(INSTRUCTIONS FOR THE TASK): Transcribe the entries that follow, every word as written, and drop the pictures.

[Collection entries]

┌──

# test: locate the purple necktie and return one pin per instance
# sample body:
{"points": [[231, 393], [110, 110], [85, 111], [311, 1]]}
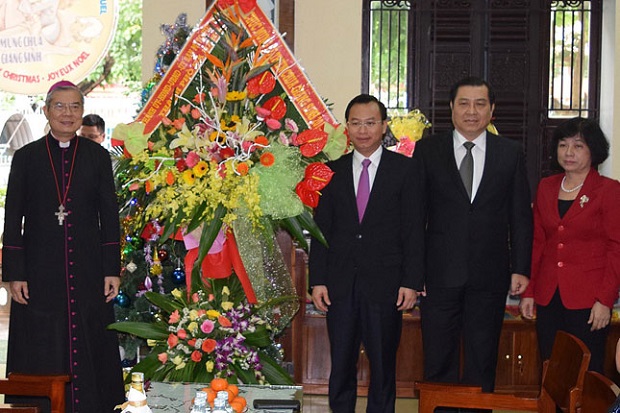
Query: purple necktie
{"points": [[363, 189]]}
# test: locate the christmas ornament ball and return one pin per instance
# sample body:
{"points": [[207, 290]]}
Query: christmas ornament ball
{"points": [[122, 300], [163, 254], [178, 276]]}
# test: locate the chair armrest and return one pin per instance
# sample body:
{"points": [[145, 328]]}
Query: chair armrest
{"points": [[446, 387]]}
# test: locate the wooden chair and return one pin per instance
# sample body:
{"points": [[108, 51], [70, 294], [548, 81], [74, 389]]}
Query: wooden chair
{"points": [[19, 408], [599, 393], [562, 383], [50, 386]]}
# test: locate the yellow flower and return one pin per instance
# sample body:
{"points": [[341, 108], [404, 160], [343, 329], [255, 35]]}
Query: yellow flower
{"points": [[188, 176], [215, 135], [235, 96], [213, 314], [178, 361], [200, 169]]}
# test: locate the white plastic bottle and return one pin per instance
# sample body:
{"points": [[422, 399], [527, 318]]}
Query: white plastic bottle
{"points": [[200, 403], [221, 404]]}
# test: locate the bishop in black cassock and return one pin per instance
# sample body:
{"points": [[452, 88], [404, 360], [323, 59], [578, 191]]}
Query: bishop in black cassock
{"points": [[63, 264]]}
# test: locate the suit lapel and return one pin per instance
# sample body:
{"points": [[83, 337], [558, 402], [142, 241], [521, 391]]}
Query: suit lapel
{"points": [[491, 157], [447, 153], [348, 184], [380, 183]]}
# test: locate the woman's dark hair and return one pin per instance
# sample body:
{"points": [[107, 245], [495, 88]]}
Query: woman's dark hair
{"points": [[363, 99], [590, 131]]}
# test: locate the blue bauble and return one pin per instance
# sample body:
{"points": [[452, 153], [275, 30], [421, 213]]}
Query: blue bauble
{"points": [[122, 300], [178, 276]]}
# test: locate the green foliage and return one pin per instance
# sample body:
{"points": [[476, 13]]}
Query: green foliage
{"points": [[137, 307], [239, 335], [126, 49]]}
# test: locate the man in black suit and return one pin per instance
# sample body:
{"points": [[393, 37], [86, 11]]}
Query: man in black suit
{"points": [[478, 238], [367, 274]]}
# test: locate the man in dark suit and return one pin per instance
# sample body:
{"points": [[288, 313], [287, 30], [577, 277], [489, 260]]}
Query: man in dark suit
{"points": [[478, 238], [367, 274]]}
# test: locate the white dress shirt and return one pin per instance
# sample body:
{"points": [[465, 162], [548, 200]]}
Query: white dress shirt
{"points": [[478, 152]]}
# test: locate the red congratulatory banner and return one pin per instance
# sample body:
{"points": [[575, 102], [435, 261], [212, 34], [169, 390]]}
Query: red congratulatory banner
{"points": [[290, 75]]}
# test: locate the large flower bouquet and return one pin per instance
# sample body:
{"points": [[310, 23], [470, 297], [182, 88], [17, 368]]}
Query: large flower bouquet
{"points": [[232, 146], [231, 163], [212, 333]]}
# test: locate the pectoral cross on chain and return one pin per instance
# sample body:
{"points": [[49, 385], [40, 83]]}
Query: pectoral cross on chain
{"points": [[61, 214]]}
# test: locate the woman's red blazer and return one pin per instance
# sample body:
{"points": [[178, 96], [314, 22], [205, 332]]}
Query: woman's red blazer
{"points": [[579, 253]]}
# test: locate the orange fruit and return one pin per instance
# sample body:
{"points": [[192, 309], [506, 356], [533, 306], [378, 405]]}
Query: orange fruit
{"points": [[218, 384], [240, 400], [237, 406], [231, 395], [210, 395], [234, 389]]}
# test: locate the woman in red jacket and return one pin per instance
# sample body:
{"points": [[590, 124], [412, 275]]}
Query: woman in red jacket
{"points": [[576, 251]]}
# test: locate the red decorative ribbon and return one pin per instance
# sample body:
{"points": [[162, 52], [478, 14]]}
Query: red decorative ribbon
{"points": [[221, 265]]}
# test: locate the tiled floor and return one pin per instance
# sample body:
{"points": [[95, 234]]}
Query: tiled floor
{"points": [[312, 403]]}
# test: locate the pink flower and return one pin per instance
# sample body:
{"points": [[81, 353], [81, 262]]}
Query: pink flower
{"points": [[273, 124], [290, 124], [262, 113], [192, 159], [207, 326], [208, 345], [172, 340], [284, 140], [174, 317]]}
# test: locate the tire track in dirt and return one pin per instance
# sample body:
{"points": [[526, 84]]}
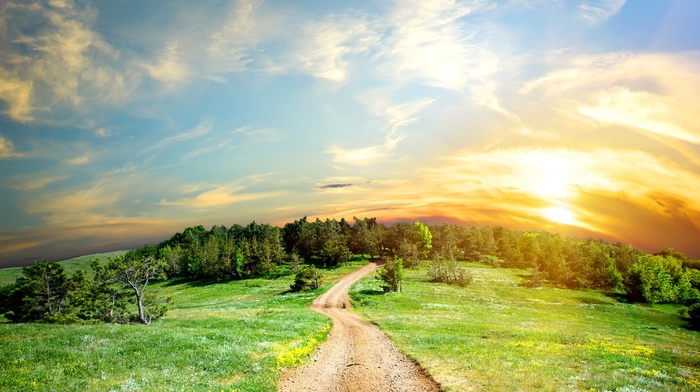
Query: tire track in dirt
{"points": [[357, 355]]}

└──

(TASK OUTPUT):
# test: locate the purple necktie and return one pin per instance
# sample body:
{"points": [[231, 393], [110, 110], [85, 111], [311, 1]]}
Query: purple necktie
{"points": [[363, 189]]}
# test: locate the christmas ornament ball and return one pin per instance
# sample body:
{"points": [[207, 290]]}
Query: christmas ornament ball
{"points": [[122, 300], [163, 254], [178, 276]]}
# test: locate the chair armrest and return one pin per instance
# sample body:
{"points": [[145, 328]]}
Query: chair armrest
{"points": [[446, 387]]}
# test: locate the wooden chair and return one pin per instance
# sample body:
{"points": [[108, 51], [70, 294], [548, 81], [74, 389]]}
Query: wooden chair
{"points": [[19, 408], [599, 393], [562, 383], [50, 386]]}
# test: locate the yellow flower and return one pin per instance
# sample body:
{"points": [[341, 108], [404, 160], [343, 329], [255, 35]]}
Query: yellow flower
{"points": [[188, 176], [215, 135], [235, 96], [213, 314], [178, 361], [200, 169]]}
# test: locate the white plastic bottle and return one pin per instance
# sample body:
{"points": [[422, 399], [527, 318]]}
Query: white plastic bottle
{"points": [[200, 403], [221, 404]]}
# test: locate the bishop in black cassock and return one pin per instance
# sample body:
{"points": [[452, 88], [404, 360], [323, 59], [578, 191]]}
Query: bishop in black cassock
{"points": [[63, 264]]}
# test: locate the suit lapel and return one pin per instance
# sample body:
{"points": [[83, 337], [558, 402], [142, 241], [521, 391]]}
Query: suit lapel
{"points": [[491, 157], [447, 153], [348, 184], [380, 183]]}
# test: locate the woman's dark hair and return one pin per instance
# sample body:
{"points": [[107, 245], [495, 88]]}
Query: woman's dark hair
{"points": [[363, 99], [590, 131]]}
# test: locate the blue bauble and return one pin per instance
# sample body:
{"points": [[452, 153], [275, 30], [421, 213]]}
Query: blue bauble
{"points": [[122, 300], [178, 276]]}
# test: locate the green foliage and return one pin per instance
# sample body:
{"points": [[476, 13]]}
Query: green foliage
{"points": [[137, 307], [239, 335], [126, 49]]}
# test: locate the man in black suit and return one pin per instance
# sample body:
{"points": [[393, 37], [86, 11]]}
Query: man in black suit
{"points": [[478, 238], [367, 274]]}
# test: locate the man in dark suit and return one pin per instance
# sample body:
{"points": [[288, 313], [287, 30], [577, 277], [489, 260]]}
Query: man in dark suit
{"points": [[478, 238], [367, 274]]}
# test: locate the white dress shirt and return one pin per instance
# sample body:
{"points": [[465, 162], [548, 200]]}
Query: white dress shirt
{"points": [[478, 152]]}
# test: locate the red congratulatory banner and return one pin per instance
# sample body:
{"points": [[575, 102], [435, 261], [212, 34], [169, 390]]}
Query: red congratulatory banner
{"points": [[290, 75]]}
# test: locate the large flower bouquet and return one pin per instance
# sample body:
{"points": [[310, 23], [470, 297], [182, 88], [17, 368]]}
Query: large flower bouquet
{"points": [[232, 146], [231, 163], [212, 333]]}
# test: locate the pectoral cross on chain and return one pin per instance
# sample body:
{"points": [[49, 385], [40, 83]]}
Query: pectoral cross on chain
{"points": [[61, 214]]}
# test: locate the woman's red blazer and return one pin per instance
# sample body:
{"points": [[178, 96], [314, 22], [205, 332]]}
Query: woman's red blazer
{"points": [[579, 253]]}
# test: locate the orange fruit and return one pin per instance
# sample body:
{"points": [[192, 309], [506, 356], [533, 306], [378, 405]]}
Query: orange fruit
{"points": [[218, 384], [240, 400], [237, 406], [231, 395], [210, 395], [234, 389]]}
# test: locate the woman in red jacket and return one pin per instance
# sample body:
{"points": [[590, 124], [412, 275]]}
Query: woman in red jacket
{"points": [[576, 251]]}
# test: locate the red decorative ribbon and return one pin per instance
# sample body:
{"points": [[162, 52], [478, 14]]}
Query: red decorative ribbon
{"points": [[221, 265]]}
# test: locate the tiled floor and return one pin per instance
# sample body:
{"points": [[95, 234]]}
Query: tiled floor
{"points": [[312, 403]]}
# test: locate the pink flower and return one pin per instance
# sample body:
{"points": [[81, 353], [81, 262]]}
Query: pink flower
{"points": [[273, 124], [290, 124], [262, 113], [192, 159], [207, 326], [208, 345], [172, 340], [284, 140], [174, 317]]}
# test: locate the tire track in dirt and return one pin per instance
# sample body:
{"points": [[526, 84]]}
Query: tire track in dirt
{"points": [[357, 355]]}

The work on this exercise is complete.